# [How to complete this task]
Search the entries below for "wind" and copy each matching line.

# [Exercise materials]
-- -- --

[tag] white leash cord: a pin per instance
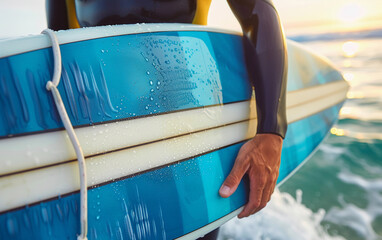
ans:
(52, 86)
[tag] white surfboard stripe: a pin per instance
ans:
(24, 188)
(309, 101)
(44, 149)
(38, 150)
(17, 45)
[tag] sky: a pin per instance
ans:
(22, 17)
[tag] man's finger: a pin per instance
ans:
(257, 184)
(233, 180)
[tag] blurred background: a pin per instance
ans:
(337, 194)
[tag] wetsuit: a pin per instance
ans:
(264, 40)
(265, 43)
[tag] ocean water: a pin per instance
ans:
(337, 194)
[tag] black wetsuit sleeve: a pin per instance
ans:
(56, 14)
(266, 60)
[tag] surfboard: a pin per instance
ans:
(160, 110)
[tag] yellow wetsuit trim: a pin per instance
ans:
(72, 17)
(201, 15)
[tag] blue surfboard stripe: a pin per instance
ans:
(304, 136)
(109, 79)
(163, 204)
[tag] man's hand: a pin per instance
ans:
(260, 159)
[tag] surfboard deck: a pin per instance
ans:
(160, 110)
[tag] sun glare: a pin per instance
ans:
(351, 12)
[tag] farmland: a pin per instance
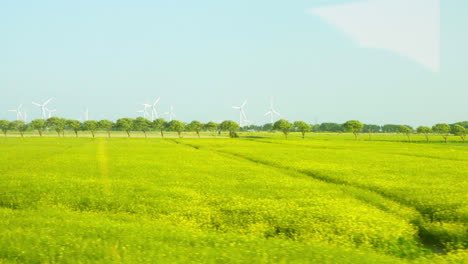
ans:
(256, 199)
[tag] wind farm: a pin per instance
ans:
(233, 132)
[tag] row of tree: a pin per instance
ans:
(144, 125)
(339, 128)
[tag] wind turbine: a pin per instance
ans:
(154, 111)
(242, 116)
(43, 107)
(170, 113)
(50, 111)
(272, 112)
(145, 113)
(19, 116)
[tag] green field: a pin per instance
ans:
(256, 199)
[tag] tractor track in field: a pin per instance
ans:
(338, 148)
(428, 240)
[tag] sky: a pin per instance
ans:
(205, 56)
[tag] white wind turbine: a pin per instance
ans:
(43, 107)
(242, 116)
(19, 116)
(50, 111)
(272, 112)
(142, 112)
(145, 112)
(154, 111)
(170, 113)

-- -- --

# [Response area]
[tag] wind farm: a pin per instance
[tag] wind turbine: a pin per instance
[tag] white wind turbine: a pin per instance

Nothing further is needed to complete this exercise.